▸ **About this task**
Report every line of the data where the string "open" appears.

▸ **Input**

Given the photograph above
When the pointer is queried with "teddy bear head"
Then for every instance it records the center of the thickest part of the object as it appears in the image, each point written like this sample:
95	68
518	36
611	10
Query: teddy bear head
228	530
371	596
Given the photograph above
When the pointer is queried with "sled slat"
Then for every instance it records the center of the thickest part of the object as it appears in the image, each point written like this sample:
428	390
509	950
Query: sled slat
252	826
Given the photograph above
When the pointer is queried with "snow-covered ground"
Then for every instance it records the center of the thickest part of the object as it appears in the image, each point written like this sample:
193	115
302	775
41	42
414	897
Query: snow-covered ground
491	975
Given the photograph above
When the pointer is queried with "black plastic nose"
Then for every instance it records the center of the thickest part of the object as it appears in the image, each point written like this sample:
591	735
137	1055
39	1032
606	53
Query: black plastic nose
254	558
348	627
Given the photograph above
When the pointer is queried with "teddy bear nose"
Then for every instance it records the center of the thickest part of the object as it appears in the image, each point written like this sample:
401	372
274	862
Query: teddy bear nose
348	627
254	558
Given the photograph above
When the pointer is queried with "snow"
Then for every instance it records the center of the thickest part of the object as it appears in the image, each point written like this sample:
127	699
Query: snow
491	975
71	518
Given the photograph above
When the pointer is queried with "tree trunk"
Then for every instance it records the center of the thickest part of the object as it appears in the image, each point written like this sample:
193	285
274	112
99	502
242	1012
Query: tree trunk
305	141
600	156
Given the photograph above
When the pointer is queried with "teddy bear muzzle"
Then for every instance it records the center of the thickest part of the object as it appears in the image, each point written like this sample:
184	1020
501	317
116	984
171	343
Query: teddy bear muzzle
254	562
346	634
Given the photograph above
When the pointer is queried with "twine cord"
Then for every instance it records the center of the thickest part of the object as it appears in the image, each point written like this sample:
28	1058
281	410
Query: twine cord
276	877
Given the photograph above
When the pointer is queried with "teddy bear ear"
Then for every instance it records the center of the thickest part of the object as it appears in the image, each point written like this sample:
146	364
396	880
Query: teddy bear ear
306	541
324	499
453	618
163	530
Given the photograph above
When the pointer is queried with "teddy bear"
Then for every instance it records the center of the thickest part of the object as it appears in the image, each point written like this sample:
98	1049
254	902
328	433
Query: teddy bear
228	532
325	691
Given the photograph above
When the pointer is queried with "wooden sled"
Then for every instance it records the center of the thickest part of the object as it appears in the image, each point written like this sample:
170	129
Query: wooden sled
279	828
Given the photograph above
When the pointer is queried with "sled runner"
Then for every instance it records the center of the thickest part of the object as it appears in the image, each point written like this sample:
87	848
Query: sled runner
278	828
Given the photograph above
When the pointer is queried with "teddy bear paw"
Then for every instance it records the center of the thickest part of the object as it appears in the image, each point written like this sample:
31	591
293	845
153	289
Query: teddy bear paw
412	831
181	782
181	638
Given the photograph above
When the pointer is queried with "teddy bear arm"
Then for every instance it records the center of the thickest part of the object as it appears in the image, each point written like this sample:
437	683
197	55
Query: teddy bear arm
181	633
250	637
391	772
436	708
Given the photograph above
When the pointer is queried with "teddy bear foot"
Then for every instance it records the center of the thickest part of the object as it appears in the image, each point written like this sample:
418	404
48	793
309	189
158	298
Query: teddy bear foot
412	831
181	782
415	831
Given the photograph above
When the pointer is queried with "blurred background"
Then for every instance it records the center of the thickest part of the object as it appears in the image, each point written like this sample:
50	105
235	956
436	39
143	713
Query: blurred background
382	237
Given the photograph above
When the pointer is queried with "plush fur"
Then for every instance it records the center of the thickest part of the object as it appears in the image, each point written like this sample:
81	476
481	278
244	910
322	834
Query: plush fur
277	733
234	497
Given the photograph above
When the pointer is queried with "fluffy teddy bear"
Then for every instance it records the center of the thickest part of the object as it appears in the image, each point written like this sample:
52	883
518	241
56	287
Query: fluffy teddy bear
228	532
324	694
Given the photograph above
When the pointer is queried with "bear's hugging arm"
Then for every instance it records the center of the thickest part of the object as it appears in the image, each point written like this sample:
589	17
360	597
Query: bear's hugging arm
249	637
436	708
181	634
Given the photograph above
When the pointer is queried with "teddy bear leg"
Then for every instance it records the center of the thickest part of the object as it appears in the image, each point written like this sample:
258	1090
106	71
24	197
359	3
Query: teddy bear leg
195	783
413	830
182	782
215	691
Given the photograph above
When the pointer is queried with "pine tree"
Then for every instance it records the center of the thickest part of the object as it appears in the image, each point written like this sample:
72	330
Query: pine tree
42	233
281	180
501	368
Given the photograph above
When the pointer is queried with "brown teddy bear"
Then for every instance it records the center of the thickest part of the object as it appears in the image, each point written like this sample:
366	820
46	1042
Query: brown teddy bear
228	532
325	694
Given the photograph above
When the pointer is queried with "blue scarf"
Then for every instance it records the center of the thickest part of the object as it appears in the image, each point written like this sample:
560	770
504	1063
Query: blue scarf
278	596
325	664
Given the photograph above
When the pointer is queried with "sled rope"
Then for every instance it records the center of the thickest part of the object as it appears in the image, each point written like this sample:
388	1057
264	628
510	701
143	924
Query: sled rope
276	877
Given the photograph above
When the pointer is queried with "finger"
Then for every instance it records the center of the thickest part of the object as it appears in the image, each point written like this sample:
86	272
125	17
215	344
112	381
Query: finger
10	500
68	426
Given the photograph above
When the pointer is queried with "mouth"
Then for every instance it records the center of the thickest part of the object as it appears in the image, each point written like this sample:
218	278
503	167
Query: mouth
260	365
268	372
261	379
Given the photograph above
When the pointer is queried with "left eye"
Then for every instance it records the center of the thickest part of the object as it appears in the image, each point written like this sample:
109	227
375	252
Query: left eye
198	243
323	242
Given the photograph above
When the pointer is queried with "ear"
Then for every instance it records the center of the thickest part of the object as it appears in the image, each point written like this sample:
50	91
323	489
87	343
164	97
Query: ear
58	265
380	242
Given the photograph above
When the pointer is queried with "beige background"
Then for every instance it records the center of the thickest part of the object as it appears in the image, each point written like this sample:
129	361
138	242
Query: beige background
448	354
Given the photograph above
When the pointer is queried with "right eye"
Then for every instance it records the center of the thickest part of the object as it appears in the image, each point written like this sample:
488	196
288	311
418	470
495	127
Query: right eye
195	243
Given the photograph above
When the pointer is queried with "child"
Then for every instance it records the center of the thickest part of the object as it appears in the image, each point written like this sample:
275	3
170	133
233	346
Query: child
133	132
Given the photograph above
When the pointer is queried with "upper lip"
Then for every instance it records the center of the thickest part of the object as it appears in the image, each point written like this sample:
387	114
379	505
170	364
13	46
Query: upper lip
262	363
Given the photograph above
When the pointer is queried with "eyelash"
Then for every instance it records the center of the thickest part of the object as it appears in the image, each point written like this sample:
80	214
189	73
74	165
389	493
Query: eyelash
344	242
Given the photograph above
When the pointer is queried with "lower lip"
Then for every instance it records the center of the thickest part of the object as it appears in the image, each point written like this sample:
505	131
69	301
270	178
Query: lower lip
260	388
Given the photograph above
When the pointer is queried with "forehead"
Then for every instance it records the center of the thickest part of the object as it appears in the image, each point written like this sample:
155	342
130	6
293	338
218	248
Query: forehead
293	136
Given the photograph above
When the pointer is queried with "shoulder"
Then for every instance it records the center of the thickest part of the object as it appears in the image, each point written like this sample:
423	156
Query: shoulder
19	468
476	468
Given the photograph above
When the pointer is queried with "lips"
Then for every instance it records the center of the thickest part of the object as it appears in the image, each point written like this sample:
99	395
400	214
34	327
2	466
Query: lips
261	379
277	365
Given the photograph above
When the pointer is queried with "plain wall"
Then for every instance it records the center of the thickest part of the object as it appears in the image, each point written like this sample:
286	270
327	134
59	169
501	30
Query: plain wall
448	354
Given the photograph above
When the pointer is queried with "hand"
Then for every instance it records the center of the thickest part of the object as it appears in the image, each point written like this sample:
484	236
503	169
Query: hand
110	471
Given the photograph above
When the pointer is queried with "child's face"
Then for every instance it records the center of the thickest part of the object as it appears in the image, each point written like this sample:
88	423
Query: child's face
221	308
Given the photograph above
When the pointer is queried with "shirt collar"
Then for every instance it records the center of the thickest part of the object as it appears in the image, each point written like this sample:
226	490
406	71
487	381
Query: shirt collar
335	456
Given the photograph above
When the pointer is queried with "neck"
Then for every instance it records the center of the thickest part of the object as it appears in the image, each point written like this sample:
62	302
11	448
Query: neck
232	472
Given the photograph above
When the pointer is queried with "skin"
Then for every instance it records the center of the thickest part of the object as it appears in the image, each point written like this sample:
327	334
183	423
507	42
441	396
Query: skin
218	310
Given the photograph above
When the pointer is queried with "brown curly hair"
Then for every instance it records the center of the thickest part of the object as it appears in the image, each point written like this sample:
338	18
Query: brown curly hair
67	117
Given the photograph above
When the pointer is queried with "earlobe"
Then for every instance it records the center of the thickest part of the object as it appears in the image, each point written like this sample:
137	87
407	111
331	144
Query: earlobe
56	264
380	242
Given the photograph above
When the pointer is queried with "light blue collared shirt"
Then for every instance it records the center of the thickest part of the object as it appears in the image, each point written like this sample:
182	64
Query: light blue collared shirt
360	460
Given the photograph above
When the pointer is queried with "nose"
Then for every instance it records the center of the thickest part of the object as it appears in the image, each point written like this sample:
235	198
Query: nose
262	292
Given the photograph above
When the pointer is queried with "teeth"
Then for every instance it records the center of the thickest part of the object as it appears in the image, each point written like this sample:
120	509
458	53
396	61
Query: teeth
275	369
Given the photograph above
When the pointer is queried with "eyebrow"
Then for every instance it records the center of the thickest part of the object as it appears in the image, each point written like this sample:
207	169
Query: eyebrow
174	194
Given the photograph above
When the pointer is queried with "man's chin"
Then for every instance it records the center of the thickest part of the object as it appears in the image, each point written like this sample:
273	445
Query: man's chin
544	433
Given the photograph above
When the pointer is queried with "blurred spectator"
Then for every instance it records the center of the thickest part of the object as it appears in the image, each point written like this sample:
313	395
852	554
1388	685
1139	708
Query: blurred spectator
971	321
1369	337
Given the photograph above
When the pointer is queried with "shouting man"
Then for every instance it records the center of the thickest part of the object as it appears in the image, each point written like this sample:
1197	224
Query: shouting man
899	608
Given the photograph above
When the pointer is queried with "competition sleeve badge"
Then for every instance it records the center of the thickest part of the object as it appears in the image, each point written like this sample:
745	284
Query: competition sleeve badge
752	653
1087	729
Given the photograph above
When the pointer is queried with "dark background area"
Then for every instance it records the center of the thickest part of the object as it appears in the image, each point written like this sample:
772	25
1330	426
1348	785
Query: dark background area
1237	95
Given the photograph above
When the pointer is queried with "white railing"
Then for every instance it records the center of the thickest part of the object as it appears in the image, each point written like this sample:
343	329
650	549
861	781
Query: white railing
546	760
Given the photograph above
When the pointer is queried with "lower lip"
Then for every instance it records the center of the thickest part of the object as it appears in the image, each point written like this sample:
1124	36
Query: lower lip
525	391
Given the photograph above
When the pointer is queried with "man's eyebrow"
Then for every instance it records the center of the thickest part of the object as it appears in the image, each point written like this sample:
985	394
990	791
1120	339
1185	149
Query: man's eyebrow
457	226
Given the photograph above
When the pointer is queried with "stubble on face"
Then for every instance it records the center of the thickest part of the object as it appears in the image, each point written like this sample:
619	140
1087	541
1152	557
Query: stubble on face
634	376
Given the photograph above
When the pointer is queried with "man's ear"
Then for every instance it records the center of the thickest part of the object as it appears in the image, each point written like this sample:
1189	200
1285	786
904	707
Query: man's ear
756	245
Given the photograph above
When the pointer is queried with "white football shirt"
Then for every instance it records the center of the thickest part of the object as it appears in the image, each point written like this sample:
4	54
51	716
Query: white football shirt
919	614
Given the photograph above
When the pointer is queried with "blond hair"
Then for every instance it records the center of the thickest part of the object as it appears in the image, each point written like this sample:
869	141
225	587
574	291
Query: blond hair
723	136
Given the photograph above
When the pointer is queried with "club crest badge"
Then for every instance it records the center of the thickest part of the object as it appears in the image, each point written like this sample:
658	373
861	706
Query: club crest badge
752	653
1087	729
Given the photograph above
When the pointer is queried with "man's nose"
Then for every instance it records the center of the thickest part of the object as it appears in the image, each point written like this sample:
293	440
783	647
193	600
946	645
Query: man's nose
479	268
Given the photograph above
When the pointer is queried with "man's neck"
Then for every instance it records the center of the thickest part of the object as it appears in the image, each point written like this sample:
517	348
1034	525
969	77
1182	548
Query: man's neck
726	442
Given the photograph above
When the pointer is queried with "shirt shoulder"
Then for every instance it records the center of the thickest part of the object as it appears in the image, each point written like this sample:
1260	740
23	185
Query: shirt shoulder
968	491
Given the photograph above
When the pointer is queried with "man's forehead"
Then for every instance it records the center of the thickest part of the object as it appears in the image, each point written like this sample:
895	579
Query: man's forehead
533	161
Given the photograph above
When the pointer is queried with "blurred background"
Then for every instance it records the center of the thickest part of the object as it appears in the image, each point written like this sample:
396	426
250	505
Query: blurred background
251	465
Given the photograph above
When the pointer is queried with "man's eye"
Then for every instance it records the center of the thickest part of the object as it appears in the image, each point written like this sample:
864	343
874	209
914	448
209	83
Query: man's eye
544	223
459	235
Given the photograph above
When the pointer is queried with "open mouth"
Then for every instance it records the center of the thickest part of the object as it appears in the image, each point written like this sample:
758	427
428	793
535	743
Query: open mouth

▸ **Written answer**
When the pointer is queried with "open mouth"
Query: open mouth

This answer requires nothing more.